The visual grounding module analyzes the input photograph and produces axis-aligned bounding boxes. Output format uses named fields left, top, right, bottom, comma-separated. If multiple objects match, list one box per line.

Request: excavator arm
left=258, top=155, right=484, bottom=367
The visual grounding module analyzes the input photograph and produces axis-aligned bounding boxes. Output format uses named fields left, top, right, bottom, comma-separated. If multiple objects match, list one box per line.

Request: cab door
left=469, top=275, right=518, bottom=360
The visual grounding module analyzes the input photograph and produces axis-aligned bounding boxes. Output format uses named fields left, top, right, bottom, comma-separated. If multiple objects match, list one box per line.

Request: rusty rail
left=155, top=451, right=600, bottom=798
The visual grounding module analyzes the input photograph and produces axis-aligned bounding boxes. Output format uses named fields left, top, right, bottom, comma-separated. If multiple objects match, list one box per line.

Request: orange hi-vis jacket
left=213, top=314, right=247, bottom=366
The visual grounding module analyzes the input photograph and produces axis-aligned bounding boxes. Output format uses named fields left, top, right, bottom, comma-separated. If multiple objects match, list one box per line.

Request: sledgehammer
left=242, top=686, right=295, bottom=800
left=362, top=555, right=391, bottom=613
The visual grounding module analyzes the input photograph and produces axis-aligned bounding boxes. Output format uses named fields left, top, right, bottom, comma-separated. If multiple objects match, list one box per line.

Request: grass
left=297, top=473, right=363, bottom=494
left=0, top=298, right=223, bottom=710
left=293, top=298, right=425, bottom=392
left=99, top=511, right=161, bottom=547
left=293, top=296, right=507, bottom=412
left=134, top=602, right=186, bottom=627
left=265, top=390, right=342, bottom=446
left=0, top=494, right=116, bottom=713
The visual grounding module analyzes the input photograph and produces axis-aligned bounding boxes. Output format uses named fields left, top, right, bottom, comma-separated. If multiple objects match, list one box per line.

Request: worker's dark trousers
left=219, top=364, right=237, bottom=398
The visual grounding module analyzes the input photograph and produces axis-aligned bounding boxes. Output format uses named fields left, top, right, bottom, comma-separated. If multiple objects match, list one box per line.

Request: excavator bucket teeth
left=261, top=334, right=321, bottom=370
--------------------
Assignment » Start to finish, give the listing again exactly.

Exercise output »
The visual grounding module analyzes the input photograph and produces axis-aligned bounding boxes. Output format uses named fields left, top, right, bottom, comma-separated. If multiple objects match, list one box per line.

Request: excavator arm
left=258, top=155, right=484, bottom=367
The visual grounding module analyzes the input photograph and produces axis-aligned bounding boxes. Output format uses named fields left, top, right, bottom, comma-separated. If multiple objects match, list one box per line.

Request: cab door
left=469, top=275, right=518, bottom=360
The visual grounding module analyzes the input photograph and produces axis-aligned bounding boxes. Output format uses named fields left, top, right, bottom, comma-separated. If multiple objects match, list one box per line.

Request: rusty rail
left=155, top=451, right=600, bottom=798
The visual grounding module analyzes the input photograph and produces axis-aligned bounding boxes. Output format uses named fields left, top, right, bottom, comma-separated. If multiple objects match, list one box per line.

Request: orange hi-vis jacket
left=213, top=314, right=247, bottom=366
The visual grounding module analyzes the input photograph and produces axis-aligned bounding boxes. Output format uses named fields left, top, right, bottom, comma-separated. If multiple objects match, list one box per line.

Request: sledgehammer
left=242, top=686, right=295, bottom=800
left=362, top=555, right=391, bottom=613
The visual grounding module analyzes the input photograph and produces axis-aligned bounding boxes. Output format uses named fields left, top, right, bottom, comma-separated. If multiple objects match, list one box per line.

Request: grass
left=297, top=473, right=363, bottom=494
left=0, top=298, right=223, bottom=710
left=293, top=298, right=425, bottom=392
left=99, top=511, right=161, bottom=547
left=293, top=296, right=507, bottom=412
left=134, top=602, right=186, bottom=627
left=265, top=390, right=342, bottom=446
left=0, top=494, right=116, bottom=713
The visual grounding module analyzes the input photograph and produces axis-aligned bounding boxes. Output format uses named fields left, top, right, bottom, comma-separated. If multiple objects match, list one box per line.

Request: worker's dark trousers
left=219, top=364, right=237, bottom=398
The visual grounding module analyzes the input photograph and produces axis-aligned bounding boxes. Output format uses named fields left, top, right, bottom, comma-separated. If multiple objects match, list one box per line.

Request: excavator bucket teeth
left=261, top=334, right=321, bottom=370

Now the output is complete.